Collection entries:

# # # # # # #

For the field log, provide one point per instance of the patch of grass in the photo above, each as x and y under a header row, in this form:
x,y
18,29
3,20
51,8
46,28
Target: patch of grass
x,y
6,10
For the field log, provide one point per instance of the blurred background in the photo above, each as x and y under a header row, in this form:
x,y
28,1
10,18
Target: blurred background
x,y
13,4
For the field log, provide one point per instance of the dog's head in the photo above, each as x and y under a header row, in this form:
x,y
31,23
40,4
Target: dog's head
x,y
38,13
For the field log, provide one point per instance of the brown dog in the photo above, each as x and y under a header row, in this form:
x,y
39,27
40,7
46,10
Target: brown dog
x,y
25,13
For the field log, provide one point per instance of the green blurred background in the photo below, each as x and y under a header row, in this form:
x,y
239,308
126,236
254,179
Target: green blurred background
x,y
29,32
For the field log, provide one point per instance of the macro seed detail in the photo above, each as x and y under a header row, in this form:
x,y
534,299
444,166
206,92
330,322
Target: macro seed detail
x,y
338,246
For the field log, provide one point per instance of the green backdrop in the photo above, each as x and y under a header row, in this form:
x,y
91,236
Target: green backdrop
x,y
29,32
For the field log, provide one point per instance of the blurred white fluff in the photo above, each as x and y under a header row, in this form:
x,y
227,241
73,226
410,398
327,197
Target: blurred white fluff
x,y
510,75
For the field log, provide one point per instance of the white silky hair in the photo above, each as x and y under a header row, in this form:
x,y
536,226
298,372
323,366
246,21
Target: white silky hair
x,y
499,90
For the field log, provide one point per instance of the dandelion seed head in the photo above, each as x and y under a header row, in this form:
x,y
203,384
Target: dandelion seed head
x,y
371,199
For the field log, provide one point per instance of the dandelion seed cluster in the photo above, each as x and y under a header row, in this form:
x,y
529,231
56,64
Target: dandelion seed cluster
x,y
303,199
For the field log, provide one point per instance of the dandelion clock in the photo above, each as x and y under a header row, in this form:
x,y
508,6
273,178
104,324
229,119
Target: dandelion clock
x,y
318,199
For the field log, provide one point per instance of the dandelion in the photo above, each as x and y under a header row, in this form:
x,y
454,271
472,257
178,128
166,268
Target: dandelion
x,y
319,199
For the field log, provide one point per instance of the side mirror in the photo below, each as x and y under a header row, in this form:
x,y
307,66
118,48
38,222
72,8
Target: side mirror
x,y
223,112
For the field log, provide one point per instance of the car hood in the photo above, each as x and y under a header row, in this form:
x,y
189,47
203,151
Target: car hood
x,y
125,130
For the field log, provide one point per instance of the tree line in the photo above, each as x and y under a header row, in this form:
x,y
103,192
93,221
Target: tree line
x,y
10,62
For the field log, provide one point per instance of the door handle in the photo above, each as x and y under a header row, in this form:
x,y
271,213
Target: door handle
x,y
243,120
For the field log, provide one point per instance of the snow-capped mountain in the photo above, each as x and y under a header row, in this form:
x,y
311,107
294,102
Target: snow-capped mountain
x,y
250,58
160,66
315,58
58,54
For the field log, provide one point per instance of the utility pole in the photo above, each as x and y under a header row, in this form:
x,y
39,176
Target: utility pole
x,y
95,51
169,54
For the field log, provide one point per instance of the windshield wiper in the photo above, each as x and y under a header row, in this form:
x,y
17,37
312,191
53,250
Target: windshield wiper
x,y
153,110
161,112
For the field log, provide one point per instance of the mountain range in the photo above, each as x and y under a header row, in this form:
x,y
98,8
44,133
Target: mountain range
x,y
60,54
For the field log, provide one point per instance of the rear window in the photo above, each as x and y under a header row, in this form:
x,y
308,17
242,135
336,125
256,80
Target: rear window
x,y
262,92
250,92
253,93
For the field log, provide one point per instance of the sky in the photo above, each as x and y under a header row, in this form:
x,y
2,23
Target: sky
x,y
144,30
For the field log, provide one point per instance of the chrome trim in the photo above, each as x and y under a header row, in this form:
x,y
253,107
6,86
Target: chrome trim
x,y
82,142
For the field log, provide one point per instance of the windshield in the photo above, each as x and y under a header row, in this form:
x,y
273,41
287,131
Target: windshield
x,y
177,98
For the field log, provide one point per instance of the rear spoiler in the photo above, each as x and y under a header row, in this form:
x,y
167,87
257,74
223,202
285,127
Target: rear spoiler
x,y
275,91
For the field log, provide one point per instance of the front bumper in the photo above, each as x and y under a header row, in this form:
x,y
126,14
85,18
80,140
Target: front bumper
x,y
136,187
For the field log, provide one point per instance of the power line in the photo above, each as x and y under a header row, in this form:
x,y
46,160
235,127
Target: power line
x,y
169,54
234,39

# # # # # # #

The records above must be retyped in full. Keep each one exactly as it is.

Solution to this task –
For the field log, provide one point per instance of the patch of grass in the photo above, each as x and y under a header row, in this form:
x,y
18,29
3,20
51,8
46,28
Target: patch of grass
x,y
6,10
For the field log, provide one point per instance of the blurred background in the photo above, each as x and y under a header row, in this form:
x,y
28,1
10,18
Target: blurred background
x,y
13,4
For the field log, provide one point per instance of the dog's head in the photo above, each as x and y under a header row, in this form:
x,y
31,23
40,4
Target: dog's head
x,y
38,13
For the field log, provide one point per instance of the brown dog in the photo above, each as x and y under a header row, in this form:
x,y
39,27
40,7
46,10
Target: brown dog
x,y
25,13
For the field log, provide one point per instance of the green blurred background in the photo below, each as x and y under a header row, in this form:
x,y
239,308
126,236
254,179
Target: green blurred background
x,y
29,32
For the field log, provide one point per instance of the macro seed detail in the photo above, each as x and y under a header row, in this form:
x,y
534,299
444,166
206,92
330,322
Target: macro seed detail
x,y
338,246
For the field log, provide one point per instance of the green backdrop in the photo above, each as x and y under a header row, in this form:
x,y
91,236
Target: green backdrop
x,y
29,32
For the field log, provide one point per instance of the blurred white fluff in the photo above, each as x and y under a header row, in this form:
x,y
227,241
73,226
410,398
327,197
Target: blurred white fluff
x,y
510,75
For the field log, provide one point per instance of the white silky hair in the photo above, each as x and y under a header row, in this form:
x,y
536,226
298,372
323,366
246,21
Target: white silky hair
x,y
499,90
For the field log, provide one point per instance of the dandelion seed head in the photo above, each as x and y under a header row, in this form:
x,y
203,384
Target: dandelion seed head
x,y
371,199
For the field log, provide one point per instance of the dandelion seed cluster in the photo above, each as x and y under a header row, in this form:
x,y
529,231
56,64
Target: dandelion seed cluster
x,y
303,199
For the field log, provide one point per instance of the dandelion clock in the photo above, each as x and y under a header row, in this form:
x,y
508,6
273,178
104,324
229,119
Target: dandelion clock
x,y
318,199
For the field log, provide one point per instance of the dandelion in the photo above, each as x and y under a header row, in this form:
x,y
454,271
472,257
178,128
166,268
Target: dandelion
x,y
319,199
For the field log, provide one point per instance of the side mirror in the photo below, each as x and y under a header row, in this form:
x,y
307,66
118,48
38,222
72,8
Target: side mirror
x,y
223,112
For the field log, provide one point per instance of the car hood in the photo above, each as x and y under a header row, in this form:
x,y
189,47
203,151
Target: car hood
x,y
125,130
For the field log, provide one point per instance of the tree line in the photo above, each as x and y under a header row, in this form:
x,y
103,192
93,221
Target: tree line
x,y
10,62
For the field log, provide one point per instance of the door handle in the photo above, each as x and y under a header row, in this form:
x,y
271,213
Target: door handle
x,y
243,120
For the field log, provide one point per instance of the snow-capped mountain in the photo above, each as x and y under a header row, in this form:
x,y
311,107
294,102
Target: snow-capped mountain
x,y
250,58
160,66
315,58
58,54
For the field log, provide one point per instance of the utility pole in the photo above, each as x and y under a header row, in this form:
x,y
39,176
Target: utility pole
x,y
95,51
169,54
For the field log, provide one point per instance of the windshield wiper in the photo above, each as x and y under a header row, in this form:
x,y
17,37
312,191
53,250
Target: windshield wiper
x,y
153,110
161,112
For the field log, provide one point per instance of the mountain range in the photo above, each as x and y under a header row, in this form:
x,y
98,8
44,133
Target: mountain range
x,y
60,54
For the field log, provide one point per instance of the rear window in the photo above, each as x and y under a header row, in this form:
x,y
308,17
242,135
336,125
256,80
Target: rear window
x,y
262,92
250,92
253,93
For the field log, provide one point per instance of the sky in the photo above, each as x and y under a header row, in this form:
x,y
2,23
Target: sky
x,y
144,30
For the field log, provide one point per instance of the chrome trim in the photo above, each as x and y under a header row, in this form:
x,y
253,107
6,86
Target: chrome trim
x,y
82,142
For the field log, provide one point per instance of the windshield in the photo above, each as x and y under a header row, in this form:
x,y
273,41
287,131
Target: windshield
x,y
177,98
For the field log, provide one point per instance of the rear spoiler in the photo above, each as x and y under a header row, in this form:
x,y
167,87
257,74
223,202
285,127
Target: rear spoiler
x,y
275,91
For the field log, provide one point per instance of the front bumper in the photo above, each as x and y under a header row, in this form:
x,y
126,14
85,18
80,140
Target: front bumper
x,y
136,187
For the field log, provide one point per instance of the power line in the photo above, each as x and y under a header row, in this form:
x,y
46,160
235,127
Target: power line
x,y
169,54
234,39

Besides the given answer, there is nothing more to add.